### WRITTEN PROBLEM
Write out the material below as a JSON list of strings, with one string per line and blank lines left out. Leave the pictures out of the list.
▼
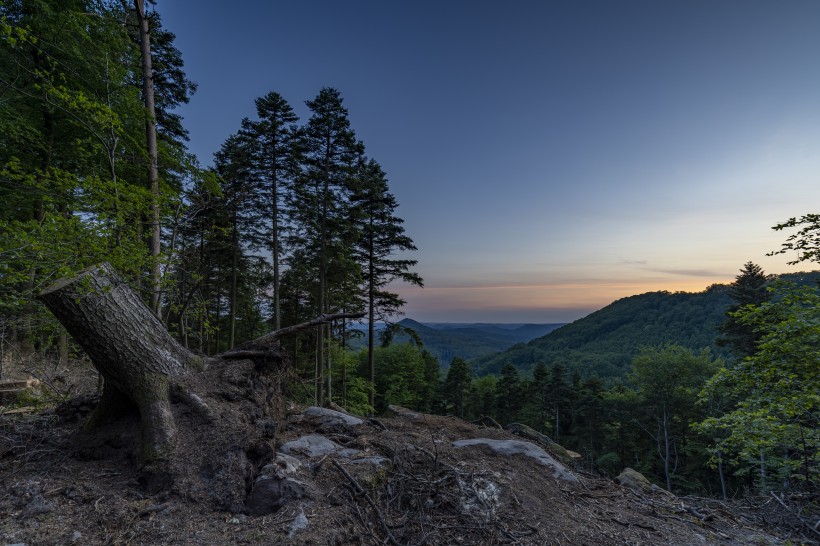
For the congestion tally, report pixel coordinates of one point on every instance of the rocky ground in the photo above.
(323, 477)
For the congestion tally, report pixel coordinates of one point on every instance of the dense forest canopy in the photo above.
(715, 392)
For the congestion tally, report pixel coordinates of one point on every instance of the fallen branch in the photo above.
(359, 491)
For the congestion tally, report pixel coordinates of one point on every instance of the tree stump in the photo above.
▲
### TASK ANSWER
[
  "For the congestion tally, report pixel coordinates of one point on every instance of the rocky ground in the photo above.",
  "(323, 477)",
  "For the congestion tally, report pixel coordinates of one point on every instance of the dense forest canopy in the photo above.",
  "(715, 392)",
  "For the congestion tally, report pixel coordinates of one point on every instance of the fallen branch in the photo above.",
  "(359, 491)",
  "For the congestion tally, report pixel coordinates of one point on every instance of the tree stump in the photo above."
]